TASK INSTRUCTIONS -
- 1) Name every person identified by name in the article about UNC's conservation work in the Galapagos.
- 2) Carry on the article about UNC's conservation work in the Galapagos from the point where it stops.

UNC Working to Save Native Species in Galapagos
The Galapagos is a chain of 13 large islands about six hundred miles from the coast of Ecuador. It was there, in 1835, that the British scientist Charles Darwin began thinking about how animals change over time. Since then, scientists have called the Galapagos a living laboratory, a place to study evolution and natural selection. Now, with 180,000 tourists visiting each year, experts say the living lab is in danger, and University of North Carolina-Chapel Hill scientists are stepping up to help.
Sandy Hausman: In the age of jet travel and giant luxury cruise ships, it’s no surprise to find crowds of visitors coming to the what Ecuadorians call the Enchanted Islands. Here, they’ll see animals found nowhere else on Earth. Galapagos sea lions play with tourists at the beach and penguins normally found in much colder places – live side by side with tropical flamingoes. Bird watchers check their list of must see species – the original Darwin finch, the blue footed booby, and frigate birds with their bright red pouches. Scientists also love this place, and in 2007, the University of North Carolina-Chapel Hill was invited to help set up a research center here. Professor Steve Walsh says UNC administrators were happy to help save a World Heritage site.
Steve Walsh: They were searching to find high visibility global locations where the Carolina vision, the Carolina imprint could benefit not only our campus and our students through our training but also other vital parts of the world.
Now co-director of the Galapagos Academic Institute, he works with dozens of UNC students and faculty members looking for ways to save rare species from extinction. Take Galapagos penguins for example. They depend on cold currents that bring fish close to the surface, but every few years, a warm current – known as El Nino -- drives many fish away.
Carlos Valle: They move to other areas or they go deeper, and that means there’s not going to be enough food for marine birds in general.
Carlos Valle is in adjunct professor at UNC and an expert on sea birds. In 1983, he says, El Nino cut the population of Galapagos penguins from about 4,000 to 1,700, and they have yet to recover.

LISTED ENTRIES -
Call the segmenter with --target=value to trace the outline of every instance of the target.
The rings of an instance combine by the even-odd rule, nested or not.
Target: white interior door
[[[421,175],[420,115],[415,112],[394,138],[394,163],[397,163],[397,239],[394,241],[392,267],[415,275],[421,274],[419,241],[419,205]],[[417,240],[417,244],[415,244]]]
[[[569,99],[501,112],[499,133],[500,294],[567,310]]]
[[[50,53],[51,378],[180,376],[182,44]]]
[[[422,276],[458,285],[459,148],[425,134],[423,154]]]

ANSWERS PER TASK -
- 1) Charles Darwin, Sandy Hausman, Steve Walsh, Carlos Valle

- 2)
Galapagos sea lions also suffer through El Nino events, which are becoming more common because of climate change. During the last strong El Nino, their numbers were cut in half, and nearly all the pups died. Today, something else is going wrong for the sea lions. The population hovers around 20,000 – and during the last breeding season, which so no El Nino, about 80 pups died. Tissue samples were sent to laboratories in the U.S. and Canada. So far, they have not tested positive for any particular disease, but UNC Adjunct Professor Judith Denkinger, an expert on marine mammals, has a theory.
Judith Denkinger: We suspect that it’s human caused or pet caused, because dogs for example can transit distemper virus to sea lions and seals, and there has been other examples, for example the North Sea where 40,000 seals died because of a distemper virus outbreak.
Denkinger also worries that the sea lions’ immune systems may be compromised by toxins like DDT or by their proximity to lively, noisy humans.
Denkinger: Sea lions actually get stressed by the presence of people, because they change their natural behavior, and then they lose resting time, and when they don’t rest on land, they lose energy to find food.
Some get caught in fishermen’s nets. Others are wounded by propellers or hooks, and a few are killed outright by fishermen who don’t want to compete with them. Denkinger says it’s too soon to tell whether the die-off of sea lion pups was a one-time event or a problem likely to recur, but she’s watching, testing and hoping for the best.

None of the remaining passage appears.